## READING TEXT
---*---

THE MODERATOR:  All right.  We'll start with an opening statement from Coach.
COACH SHEFFIELD:  It's always hard to‑‑ when you end your season on a loss, I mean, I think everybody out there saw a team that just wasn't happy to be playing in this match.  You know, there was a lot of emotions in the locker room.
This team, they expected to win.  They played to win.  They expected to win.  I know probably not a whole lot of people thought that we had a chance to do that.  But our players did.
And we fell behind 0‑2.  And you know they showed a lot of heart.  Showed a lot of heart to come back.  Penn State's a great team.  They've been here a lot.  I didn't get the feeling that experience played a part in it.
We weren't able to close out game 2.  We came right back out in Game 3.  Played really well.  I think middle of Game 4, about two‑thirds of the way through Game 4, Annemarie's shoulder pops out.  That's the reason why that serve couldn't make it to the net.
But she is still back there making incredible digs back there.  Wouldn't let me take her out of the game.  This team just showed a lot of heart.  That's tough.  Penn State's got, you know, the biggest weapon in college volleyball.  Micha Hancock's serve.
And we battle like crazy to keep it off the floor.  But she hasn't really gone off on us too much this year.  And tonight they got some points in that rotation, and that's what she can do.
THE MODERATOR:  Questions for Lauren Carlini, Deme Morales, or Annemarie Hickey.

Q.  Annemarie, would you tell us, please, more, about the shoulder, what happened?
ANNEMARIE HICKEY:  I made a good dig and I overpassed it.  And Ariel Scott hit it over Courtney and I tried to get over there and just landed on it wrong.  I was trying not to let it affect me the rest of the game.
And that's kind of just what happened and try not to think about it as much.  My adrenalin was trying to go as much as it could, and I was trying to do everything I could for my team.

Q.  Have you had this happen before and you knew it was popped out; the follow‑up to that is how did it feel?
ANNEMARIE HICKEY:  It hurt pretty bad.  I could feel it come out of my shoulder, and it was painful but we were playing in such a high intensity and we were winning the game and all I wanted to do was win for my teammates.  I didn't want to come out.  I didn't want to let them down.  So I just worked through it as best as I could.

Q.  Which set was that?
ANNEMARIE HICKEY:  Fourth set.  I don't remember.  My head's just going crazy right now.  But it was in the fourth set towards the middle or the end.

---*---

## EXTRACTED INFORMATION

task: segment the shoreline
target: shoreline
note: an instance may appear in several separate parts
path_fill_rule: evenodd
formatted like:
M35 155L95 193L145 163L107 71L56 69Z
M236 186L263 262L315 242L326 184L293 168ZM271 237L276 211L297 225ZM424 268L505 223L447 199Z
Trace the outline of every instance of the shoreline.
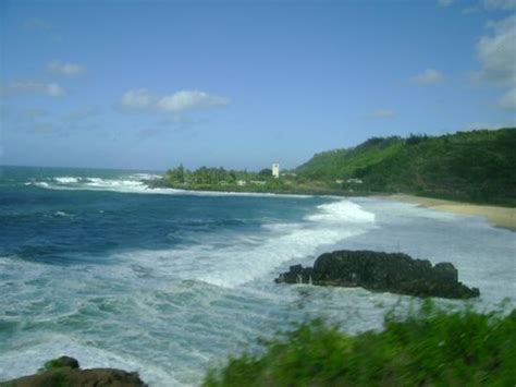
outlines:
M483 204L454 202L441 198L413 196L406 194L374 195L372 197L401 203L417 204L421 207L465 216L481 216L492 226L516 232L516 208Z

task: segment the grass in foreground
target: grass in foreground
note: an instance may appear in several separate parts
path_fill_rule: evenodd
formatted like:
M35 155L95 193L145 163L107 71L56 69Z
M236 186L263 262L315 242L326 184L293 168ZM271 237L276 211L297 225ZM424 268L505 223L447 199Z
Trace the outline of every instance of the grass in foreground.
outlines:
M230 358L204 386L514 386L516 310L447 314L430 303L384 330L343 334L320 319Z

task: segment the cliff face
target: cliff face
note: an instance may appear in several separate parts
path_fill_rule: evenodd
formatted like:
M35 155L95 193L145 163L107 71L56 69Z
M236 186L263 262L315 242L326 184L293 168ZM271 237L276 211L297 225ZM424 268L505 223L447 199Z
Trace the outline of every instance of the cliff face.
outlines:
M69 356L53 359L35 375L0 383L2 387L49 387L49 386L111 386L144 387L135 372L114 368L81 370L78 362Z
M457 269L450 263L435 266L402 253L335 251L319 256L314 267L291 266L277 282L318 286L361 287L416 297L469 299L480 295L476 288L458 281Z

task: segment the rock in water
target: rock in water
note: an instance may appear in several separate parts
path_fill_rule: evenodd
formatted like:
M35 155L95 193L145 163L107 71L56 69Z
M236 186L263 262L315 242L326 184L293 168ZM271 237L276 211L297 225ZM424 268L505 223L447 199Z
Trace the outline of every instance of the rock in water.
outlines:
M63 386L110 386L143 387L146 386L136 372L114 368L81 370L78 362L69 356L61 356L45 363L38 374L17 379L0 382L1 387L63 387Z
M361 287L371 291L445 299L480 295L477 288L470 289L458 281L457 269L451 263L432 267L429 261L413 259L407 254L367 250L322 254L314 268L291 266L275 282Z

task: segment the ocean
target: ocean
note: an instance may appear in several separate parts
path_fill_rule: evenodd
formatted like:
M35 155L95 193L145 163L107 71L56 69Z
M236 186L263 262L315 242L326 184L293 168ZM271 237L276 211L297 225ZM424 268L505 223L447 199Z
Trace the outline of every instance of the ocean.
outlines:
M478 217L377 198L150 189L148 171L0 167L0 382L62 354L198 385L228 354L323 317L381 329L419 300L277 285L339 250L451 262L480 311L516 307L516 238ZM464 301L438 300L447 307Z

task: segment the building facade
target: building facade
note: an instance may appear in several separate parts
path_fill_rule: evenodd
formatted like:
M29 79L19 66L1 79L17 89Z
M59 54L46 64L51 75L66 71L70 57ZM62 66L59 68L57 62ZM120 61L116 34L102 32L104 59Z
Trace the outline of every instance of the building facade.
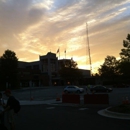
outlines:
M23 62L18 61L18 77L21 87L29 86L54 86L64 85L59 75L59 70L66 60L58 60L55 53L48 52L46 55L39 56L39 61ZM90 77L89 70L83 70L84 78Z

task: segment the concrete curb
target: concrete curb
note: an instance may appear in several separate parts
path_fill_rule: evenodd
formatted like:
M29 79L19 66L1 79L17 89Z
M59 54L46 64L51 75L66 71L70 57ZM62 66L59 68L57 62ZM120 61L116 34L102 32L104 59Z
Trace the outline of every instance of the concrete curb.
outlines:
M108 110L108 108L100 110L97 113L99 115L105 116L105 117L130 120L130 114L111 112L111 111Z

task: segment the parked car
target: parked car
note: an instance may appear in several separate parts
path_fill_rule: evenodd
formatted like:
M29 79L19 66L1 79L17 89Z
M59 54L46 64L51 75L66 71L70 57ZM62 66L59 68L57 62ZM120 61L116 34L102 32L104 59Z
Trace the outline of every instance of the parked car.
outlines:
M112 88L107 88L102 85L96 85L93 88L90 88L91 92L111 92L112 90Z
M78 86L70 85L70 86L66 86L64 88L64 92L65 93L83 93L84 88L80 88Z

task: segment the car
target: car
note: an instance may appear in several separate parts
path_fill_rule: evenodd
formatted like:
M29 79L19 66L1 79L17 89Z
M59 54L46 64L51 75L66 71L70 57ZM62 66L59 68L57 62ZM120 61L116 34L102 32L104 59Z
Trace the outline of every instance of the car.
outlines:
M75 85L70 85L70 86L66 86L64 88L64 92L65 93L83 93L84 88L80 88L80 87L75 86Z
M96 85L93 88L90 88L91 92L111 92L112 88L107 88L103 85Z

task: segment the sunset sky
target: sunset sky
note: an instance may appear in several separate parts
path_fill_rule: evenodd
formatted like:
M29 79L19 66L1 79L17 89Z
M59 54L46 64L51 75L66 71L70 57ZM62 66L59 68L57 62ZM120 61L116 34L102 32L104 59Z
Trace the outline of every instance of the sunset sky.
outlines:
M0 0L0 55L9 49L20 61L57 53L92 72L107 55L119 58L130 33L130 0Z

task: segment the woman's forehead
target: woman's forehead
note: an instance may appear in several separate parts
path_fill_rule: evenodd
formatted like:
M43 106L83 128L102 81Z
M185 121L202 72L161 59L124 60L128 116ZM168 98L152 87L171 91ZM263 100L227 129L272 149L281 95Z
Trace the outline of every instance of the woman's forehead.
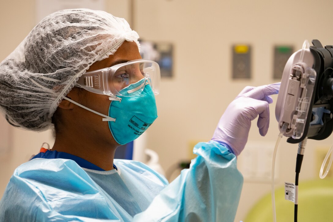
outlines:
M142 58L137 43L134 41L124 41L113 55L90 66L87 72L104 69L132 60Z

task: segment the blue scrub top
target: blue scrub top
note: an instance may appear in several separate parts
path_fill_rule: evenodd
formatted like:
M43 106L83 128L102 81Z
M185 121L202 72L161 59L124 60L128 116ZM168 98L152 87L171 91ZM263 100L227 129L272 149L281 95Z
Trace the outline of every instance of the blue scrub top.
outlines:
M58 152L56 150L51 151L44 148L41 148L39 153L32 158L31 159L32 160L36 158L43 158L44 159L61 158L72 160L75 161L78 164L78 165L83 168L89 169L90 170L105 171L105 170L102 168L97 166L93 163L92 163L89 161L82 159L81 157L79 157L78 156L64 152ZM113 164L113 167L116 170L117 170L117 167L115 164Z

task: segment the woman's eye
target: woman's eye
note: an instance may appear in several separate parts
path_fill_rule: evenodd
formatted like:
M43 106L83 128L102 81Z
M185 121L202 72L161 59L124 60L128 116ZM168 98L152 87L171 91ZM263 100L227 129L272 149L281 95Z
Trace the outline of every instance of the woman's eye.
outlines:
M130 76L126 73L117 75L116 76L117 80L119 83L125 83L127 85L128 85L130 82Z

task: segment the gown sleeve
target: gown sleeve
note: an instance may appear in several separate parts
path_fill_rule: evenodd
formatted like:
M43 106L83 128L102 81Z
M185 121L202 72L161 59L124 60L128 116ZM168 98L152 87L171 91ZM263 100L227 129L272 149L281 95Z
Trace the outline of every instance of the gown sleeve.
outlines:
M189 169L157 196L134 221L230 221L243 185L237 158L214 141L197 144Z
M122 221L74 161L39 160L15 170L0 201L0 221Z

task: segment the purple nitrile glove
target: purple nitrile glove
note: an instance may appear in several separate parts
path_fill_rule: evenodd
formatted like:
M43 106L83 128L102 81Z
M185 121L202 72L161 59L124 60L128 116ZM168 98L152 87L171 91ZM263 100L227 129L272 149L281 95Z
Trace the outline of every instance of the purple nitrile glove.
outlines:
M269 96L277 94L280 83L254 87L247 86L227 108L211 140L222 145L238 156L247 141L251 121L259 115L257 125L260 135L266 135L269 125Z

---*---

## WHAT IS REQUIRED
Copy the portion of the press conference transcript starting at "And that's kind" and ending at "for my team.", word for word. Rely only on the press conference transcript.

## RESULT BELOW
And that's kind of just what happened and try not to think about it as much.  My adrenalin was trying to go as much as it could, and I was trying to do everything I could for my team.